Stored data entries:
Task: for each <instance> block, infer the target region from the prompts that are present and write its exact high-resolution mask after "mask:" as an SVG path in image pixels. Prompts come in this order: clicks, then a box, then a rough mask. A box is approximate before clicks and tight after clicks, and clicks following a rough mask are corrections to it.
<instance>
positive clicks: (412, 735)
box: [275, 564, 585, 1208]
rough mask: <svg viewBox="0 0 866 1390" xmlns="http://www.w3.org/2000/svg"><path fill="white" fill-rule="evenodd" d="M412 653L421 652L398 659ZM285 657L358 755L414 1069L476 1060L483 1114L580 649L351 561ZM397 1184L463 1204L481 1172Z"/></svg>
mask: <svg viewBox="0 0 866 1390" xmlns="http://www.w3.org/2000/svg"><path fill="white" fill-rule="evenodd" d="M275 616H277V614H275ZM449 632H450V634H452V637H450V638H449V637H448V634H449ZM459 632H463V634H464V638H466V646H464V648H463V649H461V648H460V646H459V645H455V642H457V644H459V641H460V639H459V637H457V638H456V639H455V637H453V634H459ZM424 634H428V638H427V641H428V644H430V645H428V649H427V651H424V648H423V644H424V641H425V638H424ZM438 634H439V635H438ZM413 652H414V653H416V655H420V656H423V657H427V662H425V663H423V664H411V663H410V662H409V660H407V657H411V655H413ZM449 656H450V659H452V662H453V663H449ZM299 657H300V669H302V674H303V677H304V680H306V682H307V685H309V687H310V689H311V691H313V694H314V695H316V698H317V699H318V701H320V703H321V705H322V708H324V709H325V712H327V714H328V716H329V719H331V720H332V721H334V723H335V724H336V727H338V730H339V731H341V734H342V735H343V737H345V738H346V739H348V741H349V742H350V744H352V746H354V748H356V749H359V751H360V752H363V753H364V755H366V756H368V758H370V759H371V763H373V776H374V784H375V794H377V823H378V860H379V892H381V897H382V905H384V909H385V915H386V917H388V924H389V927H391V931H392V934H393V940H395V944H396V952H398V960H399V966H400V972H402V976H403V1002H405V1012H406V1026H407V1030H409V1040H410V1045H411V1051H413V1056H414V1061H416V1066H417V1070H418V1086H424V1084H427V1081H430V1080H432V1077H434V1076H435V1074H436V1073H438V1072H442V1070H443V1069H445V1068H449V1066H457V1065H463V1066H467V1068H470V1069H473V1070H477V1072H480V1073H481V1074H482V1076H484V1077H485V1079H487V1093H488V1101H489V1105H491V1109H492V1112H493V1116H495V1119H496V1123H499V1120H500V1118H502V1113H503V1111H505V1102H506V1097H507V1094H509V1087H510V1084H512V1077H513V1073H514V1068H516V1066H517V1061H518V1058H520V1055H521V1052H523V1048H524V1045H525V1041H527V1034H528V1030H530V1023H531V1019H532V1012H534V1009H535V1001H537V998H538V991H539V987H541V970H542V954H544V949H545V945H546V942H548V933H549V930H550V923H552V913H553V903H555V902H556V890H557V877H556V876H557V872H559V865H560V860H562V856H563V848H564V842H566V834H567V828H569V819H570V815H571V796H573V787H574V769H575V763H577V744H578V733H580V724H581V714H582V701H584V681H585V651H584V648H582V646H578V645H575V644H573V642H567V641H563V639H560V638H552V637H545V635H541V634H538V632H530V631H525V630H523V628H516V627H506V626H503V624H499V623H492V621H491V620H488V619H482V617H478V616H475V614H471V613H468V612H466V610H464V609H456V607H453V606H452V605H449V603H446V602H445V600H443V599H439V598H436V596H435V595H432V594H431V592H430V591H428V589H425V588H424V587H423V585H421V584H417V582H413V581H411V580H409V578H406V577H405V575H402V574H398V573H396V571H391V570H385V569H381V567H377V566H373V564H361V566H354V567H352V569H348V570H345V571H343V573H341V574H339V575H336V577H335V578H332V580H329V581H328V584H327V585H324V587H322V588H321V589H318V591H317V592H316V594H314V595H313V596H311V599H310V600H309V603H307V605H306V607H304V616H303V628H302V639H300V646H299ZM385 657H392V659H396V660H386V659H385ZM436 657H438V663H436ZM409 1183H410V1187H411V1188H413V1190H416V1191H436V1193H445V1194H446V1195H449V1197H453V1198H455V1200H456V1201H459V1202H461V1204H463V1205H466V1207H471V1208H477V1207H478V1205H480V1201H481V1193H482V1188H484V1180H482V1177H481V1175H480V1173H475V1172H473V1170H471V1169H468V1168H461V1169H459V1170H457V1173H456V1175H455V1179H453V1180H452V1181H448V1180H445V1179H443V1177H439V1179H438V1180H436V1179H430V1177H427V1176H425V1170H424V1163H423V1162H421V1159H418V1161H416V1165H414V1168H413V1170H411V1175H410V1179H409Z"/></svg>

- **Try it**: Your answer must be every record above, repeated exactly.

- **Solution to this task**:
Task: for each <instance> block, infer the target region from the prompts that are present and write its exact high-resolution mask after "mask:" as an SVG path in image pixels. Prompts come in this order: clicks, then a box, then a rough mask. A box is approximate before clicks and tight after clicks, and clicks following a rough mask are corrections to it.
<instance>
positive clicks: (412, 735)
box: [275, 564, 585, 1208]
rough mask: <svg viewBox="0 0 866 1390" xmlns="http://www.w3.org/2000/svg"><path fill="white" fill-rule="evenodd" d="M412 653L421 652L398 659ZM285 657L358 755L414 1069L476 1060L483 1114L580 649L351 561ZM397 1184L463 1204L481 1172Z"/></svg>
mask: <svg viewBox="0 0 866 1390" xmlns="http://www.w3.org/2000/svg"><path fill="white" fill-rule="evenodd" d="M275 616H277V614H275ZM449 632H450V634H452V637H450V638H449V637H448V634H449ZM459 632H463V634H464V638H466V646H464V648H463V649H461V648H460V646H459V645H455V642H457V644H459V641H460V639H459V637H457V638H456V639H455V637H453V634H459ZM424 634H428V638H427V641H428V644H430V645H428V649H427V651H424V648H423V644H424V641H425V638H424ZM438 634H439V635H438ZM413 652H414V653H416V655H420V656H423V657H427V662H425V663H423V664H411V663H410V662H409V660H407V657H411V655H413ZM449 656H450V659H452V662H453V663H449ZM299 657H300V669H302V674H303V677H304V680H306V682H307V685H309V687H310V689H311V691H313V694H314V695H316V698H317V699H318V701H320V703H321V705H322V708H324V709H325V712H327V714H328V716H329V719H331V720H332V721H334V723H335V724H336V727H338V730H339V731H341V734H342V735H343V737H345V738H346V739H348V741H349V742H350V744H352V746H354V748H356V749H359V751H360V752H363V753H364V755H366V756H368V758H370V759H371V763H373V776H374V784H375V794H377V823H378V860H379V892H381V897H382V905H384V909H385V915H386V917H388V924H389V927H391V931H392V934H393V940H395V944H396V952H398V960H399V966H400V972H402V976H403V1002H405V1012H406V1026H407V1030H409V1040H410V1045H411V1051H413V1056H414V1061H416V1066H417V1070H418V1086H424V1084H427V1081H430V1080H432V1077H434V1076H435V1074H436V1073H438V1072H442V1070H443V1069H445V1068H449V1066H457V1065H463V1066H467V1068H470V1069H473V1070H477V1072H480V1073H481V1074H482V1076H484V1077H485V1079H487V1093H488V1101H489V1105H491V1109H492V1112H493V1116H495V1119H496V1123H499V1120H500V1118H502V1113H503V1111H505V1102H506V1097H507V1094H509V1087H510V1084H512V1077H513V1073H514V1068H516V1066H517V1061H518V1058H520V1055H521V1052H523V1048H524V1045H525V1041H527V1034H528V1030H530V1023H531V1019H532V1012H534V1009H535V1001H537V998H538V991H539V987H541V970H542V954H544V949H545V945H546V942H548V933H549V930H550V923H552V913H553V903H555V902H556V890H557V877H556V876H557V872H559V865H560V860H562V856H563V848H564V842H566V834H567V828H569V819H570V815H571V796H573V787H574V769H575V763H577V744H578V733H580V724H581V714H582V701H584V681H585V651H584V648H582V646H578V645H575V644H573V642H567V641H563V639H560V638H552V637H545V635H541V634H538V632H530V631H525V630H523V628H516V627H506V626H503V624H499V623H492V621H491V620H488V619H482V617H478V616H475V614H471V613H468V612H466V610H464V609H456V607H453V606H452V605H449V603H446V602H445V600H443V599H439V598H436V596H435V595H432V594H431V592H430V591H428V589H425V588H424V587H423V585H421V584H417V582H413V581H411V580H409V578H406V577H405V575H402V574H398V573H396V571H391V570H385V569H381V567H377V566H373V564H361V566H354V567H352V569H348V570H345V571H343V573H341V574H339V575H336V577H335V578H332V580H329V581H328V584H327V585H324V587H322V588H321V589H318V591H317V592H316V594H314V595H313V596H311V599H310V600H309V603H307V605H306V607H304V616H303V628H302V639H300V646H299ZM385 657H392V659H396V660H386V659H385ZM436 657H438V663H436ZM409 1183H410V1187H411V1188H413V1190H416V1191H436V1193H445V1194H446V1195H449V1197H453V1198H455V1200H456V1201H459V1202H461V1204H463V1205H466V1207H471V1208H477V1207H478V1205H480V1201H481V1193H482V1188H484V1180H482V1177H481V1175H480V1173H475V1172H473V1170H471V1169H468V1168H461V1169H459V1170H457V1173H456V1175H455V1179H453V1180H452V1181H448V1180H445V1179H443V1177H439V1179H438V1180H436V1179H430V1177H427V1176H425V1170H424V1163H423V1162H421V1159H418V1161H416V1165H414V1168H413V1170H411V1175H410V1179H409Z"/></svg>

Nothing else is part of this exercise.